PAGE EXCERPT →

>>>

If you’ve ever played Overwatch, chances are you’ve had a game where you swore you were on the point at the last moment, but the game didn’t count it. This is because the objective’s visual identifier is much cleaner than the game would lead you to believe.

The first thing that KarQ explains is that he’s using a Workshop mode called Patriq’s Tool [WNSY6] to show a map’s true properties.

As visualized by a little rope, the true point begins once a character’s model crosses over that line. Additionally, green orbs indicate high ground locations that heroes can still be standing on to either contest or capture an objective.

Hanamura's point B dead zones
YouTube/KarQ
Hanamura has a weird dead zone by the stairs.

Starting with Hanamura, KarQ explains how the first point is slightly more extended than the visuals suggest. The second point, meanwhile has some wonky positions where for smaller heroes, they cannot contest near the right side’s stairs as there is a dead zone.

Temple of Anubis also has some glaring issues with dead zones that will prevent some smaller heroes such as Tracer from being able to contest. The defender’s right-hand corner on the second point features a massive dead zone that can even keep stall heroes like Mei from being able to contest. This is a big deal and something to keep in mind in-game.

Volskaya’s second point is completely busted with a single aerial spot on the point counting as a dead zone. This means that despite the capture point’s height being 8.70 meters, a random mid-air spot doesn’t count.

Moving onto King of the Hill maps, for Ilios Ruins, players can actually contest above every single ledge and corner above the point. This is important because it means that there’s no reason to throw yourself onto the objective and risk your life in overtime.

Meanwhile, Ilios Well, despite being a mirrored back, gives one side an unfair advantage because the point starts four stairs up on one section and only three on the other. One section of the map even features two random dead spots while the other side has potted plants where those dead zones are.

Ilios Well is a broken map
YouTube/KarQ
Ilios Well isn’t even mirrored.

This isn’t to say some of the maps aren’t well-made. Hollywood’s first point is nearly perfect on all sides, which makes one wonder why not all of them are like that.

With Overwatch 2 in development, hopefully, the team can adjust all the older maps to make the visual identifier more consistent so players know exactly where they can and can’t contest.

<<<

REQUIRED TASK → Reproduce word for word the part of the Overwatch capture-point article above that runs from "Temple of Anubis" to "spot doesn’t count.".

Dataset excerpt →
>>>

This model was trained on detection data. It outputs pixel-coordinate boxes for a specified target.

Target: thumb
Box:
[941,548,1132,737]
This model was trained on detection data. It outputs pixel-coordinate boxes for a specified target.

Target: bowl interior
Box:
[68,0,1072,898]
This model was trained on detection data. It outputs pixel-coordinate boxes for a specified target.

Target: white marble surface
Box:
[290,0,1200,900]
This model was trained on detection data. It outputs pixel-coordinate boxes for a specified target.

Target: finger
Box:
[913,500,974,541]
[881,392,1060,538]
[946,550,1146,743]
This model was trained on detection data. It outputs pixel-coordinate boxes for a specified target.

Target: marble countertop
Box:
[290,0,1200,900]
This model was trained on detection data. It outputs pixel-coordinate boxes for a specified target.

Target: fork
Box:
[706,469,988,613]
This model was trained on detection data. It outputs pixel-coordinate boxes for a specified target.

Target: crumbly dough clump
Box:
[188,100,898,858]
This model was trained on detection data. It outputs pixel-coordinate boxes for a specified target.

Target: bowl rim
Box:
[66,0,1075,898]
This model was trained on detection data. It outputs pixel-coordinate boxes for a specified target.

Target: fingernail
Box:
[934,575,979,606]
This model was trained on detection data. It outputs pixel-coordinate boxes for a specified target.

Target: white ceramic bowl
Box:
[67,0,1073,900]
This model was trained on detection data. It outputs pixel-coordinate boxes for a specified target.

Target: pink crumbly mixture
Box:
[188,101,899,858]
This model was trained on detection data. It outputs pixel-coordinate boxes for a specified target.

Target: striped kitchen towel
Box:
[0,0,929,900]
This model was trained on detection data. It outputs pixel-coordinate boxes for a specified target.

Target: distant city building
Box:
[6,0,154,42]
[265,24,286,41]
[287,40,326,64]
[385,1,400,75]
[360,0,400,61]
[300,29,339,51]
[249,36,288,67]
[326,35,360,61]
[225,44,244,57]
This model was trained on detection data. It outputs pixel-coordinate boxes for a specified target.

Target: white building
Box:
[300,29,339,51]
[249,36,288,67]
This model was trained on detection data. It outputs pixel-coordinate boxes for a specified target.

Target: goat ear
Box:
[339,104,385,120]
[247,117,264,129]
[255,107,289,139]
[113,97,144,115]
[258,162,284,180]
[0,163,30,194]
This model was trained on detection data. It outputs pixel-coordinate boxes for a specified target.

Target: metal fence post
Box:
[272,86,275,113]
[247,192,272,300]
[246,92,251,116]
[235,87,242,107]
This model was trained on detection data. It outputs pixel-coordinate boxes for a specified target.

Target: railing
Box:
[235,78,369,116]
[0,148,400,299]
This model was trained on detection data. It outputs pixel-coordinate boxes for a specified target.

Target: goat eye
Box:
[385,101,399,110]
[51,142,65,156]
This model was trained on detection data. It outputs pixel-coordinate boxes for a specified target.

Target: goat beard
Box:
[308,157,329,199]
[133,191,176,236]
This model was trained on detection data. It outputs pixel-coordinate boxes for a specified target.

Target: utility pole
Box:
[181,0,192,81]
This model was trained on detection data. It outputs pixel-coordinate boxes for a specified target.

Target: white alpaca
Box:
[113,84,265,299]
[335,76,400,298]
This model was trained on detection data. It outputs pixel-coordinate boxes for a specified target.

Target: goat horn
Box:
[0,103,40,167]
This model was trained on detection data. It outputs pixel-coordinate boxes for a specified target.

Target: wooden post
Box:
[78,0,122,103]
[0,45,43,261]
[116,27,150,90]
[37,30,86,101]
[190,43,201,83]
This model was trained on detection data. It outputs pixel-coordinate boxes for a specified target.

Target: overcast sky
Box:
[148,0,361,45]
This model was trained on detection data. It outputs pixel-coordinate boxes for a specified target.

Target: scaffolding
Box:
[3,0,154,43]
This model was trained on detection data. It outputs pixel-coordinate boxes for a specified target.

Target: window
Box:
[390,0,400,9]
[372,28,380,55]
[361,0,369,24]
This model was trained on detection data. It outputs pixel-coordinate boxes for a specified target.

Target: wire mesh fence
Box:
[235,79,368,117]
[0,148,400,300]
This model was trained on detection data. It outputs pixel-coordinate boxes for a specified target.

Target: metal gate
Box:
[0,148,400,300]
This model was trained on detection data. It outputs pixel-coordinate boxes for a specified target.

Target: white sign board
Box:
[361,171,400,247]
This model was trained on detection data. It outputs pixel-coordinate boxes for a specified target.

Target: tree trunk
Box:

<<<

WRITTEN ANSWER →
Temple of Anubis also has some glaring issues with dead zones that will prevent some smaller heroes such as Tracer from being able to contest. The defender’s right-hand corner on the second point features a massive dead zone that can even keep stall heroes like Mei from being able to contest. This is a big deal and something to keep in mind in-game.

Volskaya’s second point is completely busted with a single aerial spot on the point counting as a dead zone. This means that despite the capture point’s height being 8.70 meters, a random mid-air spot doesn’t count.